Copy out all of the material below with "photograph" changed to "image" everywhere it occurs and nothing else altered. Leave the pictures out of your copy.
** begin WORKING DATA **
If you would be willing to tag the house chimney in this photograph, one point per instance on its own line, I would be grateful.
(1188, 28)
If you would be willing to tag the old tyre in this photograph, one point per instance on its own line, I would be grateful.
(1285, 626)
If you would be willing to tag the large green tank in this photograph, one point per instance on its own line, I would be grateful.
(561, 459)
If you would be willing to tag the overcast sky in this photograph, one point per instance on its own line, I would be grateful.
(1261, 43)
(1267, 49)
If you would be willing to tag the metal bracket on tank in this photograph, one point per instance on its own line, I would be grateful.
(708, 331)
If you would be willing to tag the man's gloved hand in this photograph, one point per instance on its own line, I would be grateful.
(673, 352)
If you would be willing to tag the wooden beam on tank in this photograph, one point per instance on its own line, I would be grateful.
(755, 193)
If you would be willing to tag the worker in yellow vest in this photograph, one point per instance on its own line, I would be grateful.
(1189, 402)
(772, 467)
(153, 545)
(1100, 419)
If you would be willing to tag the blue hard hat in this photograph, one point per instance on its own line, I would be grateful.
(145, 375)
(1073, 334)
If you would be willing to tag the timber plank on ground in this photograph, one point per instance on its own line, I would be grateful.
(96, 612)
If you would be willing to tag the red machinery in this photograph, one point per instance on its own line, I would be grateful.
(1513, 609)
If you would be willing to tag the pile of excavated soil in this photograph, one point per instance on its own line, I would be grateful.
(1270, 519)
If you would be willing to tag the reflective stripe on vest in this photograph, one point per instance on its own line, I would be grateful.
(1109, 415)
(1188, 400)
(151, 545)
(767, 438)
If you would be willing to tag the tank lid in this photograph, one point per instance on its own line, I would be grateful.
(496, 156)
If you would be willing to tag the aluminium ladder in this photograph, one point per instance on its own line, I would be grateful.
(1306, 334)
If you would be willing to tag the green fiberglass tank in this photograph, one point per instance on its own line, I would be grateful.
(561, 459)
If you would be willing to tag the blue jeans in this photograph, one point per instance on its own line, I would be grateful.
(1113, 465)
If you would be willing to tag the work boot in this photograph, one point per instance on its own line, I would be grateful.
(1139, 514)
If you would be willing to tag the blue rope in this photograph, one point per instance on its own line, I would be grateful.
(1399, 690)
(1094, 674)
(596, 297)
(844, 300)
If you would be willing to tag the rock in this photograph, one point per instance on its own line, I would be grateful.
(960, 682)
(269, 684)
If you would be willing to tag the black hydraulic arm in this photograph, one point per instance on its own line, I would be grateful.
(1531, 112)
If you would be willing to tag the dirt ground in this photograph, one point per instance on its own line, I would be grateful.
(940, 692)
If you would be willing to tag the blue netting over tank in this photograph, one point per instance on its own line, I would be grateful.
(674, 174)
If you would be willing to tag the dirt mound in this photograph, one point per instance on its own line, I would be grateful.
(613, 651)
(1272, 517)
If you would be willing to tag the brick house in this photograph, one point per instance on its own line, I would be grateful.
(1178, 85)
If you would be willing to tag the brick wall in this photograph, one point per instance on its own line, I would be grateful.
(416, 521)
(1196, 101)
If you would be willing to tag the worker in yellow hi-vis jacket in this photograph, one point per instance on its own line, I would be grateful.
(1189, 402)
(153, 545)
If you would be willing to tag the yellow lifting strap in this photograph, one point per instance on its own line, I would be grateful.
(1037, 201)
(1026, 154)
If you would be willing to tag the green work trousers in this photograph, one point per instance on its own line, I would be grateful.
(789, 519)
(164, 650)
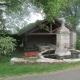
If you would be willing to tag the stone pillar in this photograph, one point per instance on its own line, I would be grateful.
(72, 40)
(63, 42)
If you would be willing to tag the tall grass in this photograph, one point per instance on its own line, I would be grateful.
(19, 69)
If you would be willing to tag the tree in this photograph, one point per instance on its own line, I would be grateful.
(70, 10)
(49, 7)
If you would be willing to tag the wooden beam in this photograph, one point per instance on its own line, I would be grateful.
** end WORKING DATA **
§ WRITTEN REPLY
If you would be willing to tag the house chimney in this image, one point per instance on its own line, I would be grateful.
(1188, 28)
If you would be willing to tag the old tyre in this image, one point per instance on its own line, I would be grateful.
(1285, 626)
If you would be willing to tag the large green tank in this image, one point per instance on its own line, I would be grateful.
(561, 459)
If you would be willing to tag the overcast sky in this image, one point per instance on its own line, I would be grateful.
(1261, 43)
(1267, 49)
If you would be willing to tag the metal bracket on tank in this image, one point per instance on its own line, I would be grateful.
(708, 331)
If you would be willing to tag the man's gloved hand in this image, one point per instance on its own line, I would be grateful.
(673, 352)
If you would be willing to tag the wooden beam on tank in this image, one point per instance on its own line, I would be grateful.
(755, 193)
If you would be willing to tag the worker in yellow vest in this image, one point per instance on its own line, I would be grateful.
(1189, 402)
(772, 467)
(153, 545)
(1100, 419)
If you would be willing to tag the blue hard hat in this image, one point per instance on its own line, I would be grateful.
(145, 375)
(1073, 334)
If you would be willing to tag the timber plank on ground in this image, one point per instance on its own line, I would be grateful.
(96, 612)
If you would be willing to tag the red machinery in this image, one point per instance on its own line, I would be grateful.
(1513, 609)
If you would be willing to tag the pile of excavated soil in this image, one point per instance on its own line, I would be grateful.
(1270, 519)
If you would be willing to tag the reflective stripe on vest in this image, one point per instance on its own line, I would be grateful.
(1109, 415)
(1188, 400)
(151, 545)
(767, 438)
If you would be willing to tag the tank lid in this image, one point per instance on its own line, I would be grateful.
(496, 156)
If you would be willing to tag the aluminium ladder in this image, one point per instance on its own line, I would be grateful.
(1306, 334)
If you would be willing to tag the green fiberglass tank in this image, one point per instance on its own line, I would be grateful.
(561, 459)
If you would be willing to tag the blue jeans in this image, one point per instance on its own line, I would be grateful.
(1113, 465)
If you would be willing to tag the work boot in this image, one point per instance on its own line, I would be grateful.
(1139, 514)
If you would be willing to tag the blue rope in this image, one point per instance on its own line, I would be grateful.
(1399, 690)
(1094, 674)
(596, 297)
(844, 300)
If you would be willing to tag the rock in this image, one point per instance on its own line, I would be grateful.
(960, 682)
(269, 684)
If you would be willing to tag the black hydraulic arm in this image, one point per instance on its own line, I would be grateful.
(1531, 112)
If you would be willing to tag the dirt ground in this image, one point per instance on its own line, I would be grateful.
(940, 692)
If you would be willing to tag the blue netting over tank in this image, one point per instance on its own line, I would be grateful.
(674, 174)
If you would be willing to tag the dirt mound in this image, one point per instance on its own line, I would be grateful.
(613, 651)
(1272, 517)
If you would be willing to tag the brick house in this image, one point per instance on its own line, I would be grateful.
(1178, 85)
If you would be willing to tag the brick wall in this image, one point per instance on its own line, I would be grateful.
(416, 521)
(1196, 101)
If you would be willing to tag the worker in yellow hi-vis jacket in this image, one point per instance on its own line, I would be grateful.
(1189, 402)
(153, 545)
If you would be willing to tag the yellow lifting strap in this image, one point per instance on its own line, I would be grateful.
(1037, 201)
(1026, 154)
If you would be willing to tag the green work trousers in this image, one point per instance on its own line, I would be grateful.
(789, 519)
(164, 650)
If you would be willing to tag the stone pillar in this image, one point per instance on its own line, I would be grateful.
(72, 40)
(63, 42)
If you would be willing to tag the tall grass in this image, one point per instance on its own line, I would be grateful.
(19, 69)
If you would be willing to tag the tree in this image, one point per instance on its own line, I would be grateful.
(70, 10)
(49, 7)
If you would be willing to tag the wooden beam in this image, one point per instance on its own line, I would be grateful.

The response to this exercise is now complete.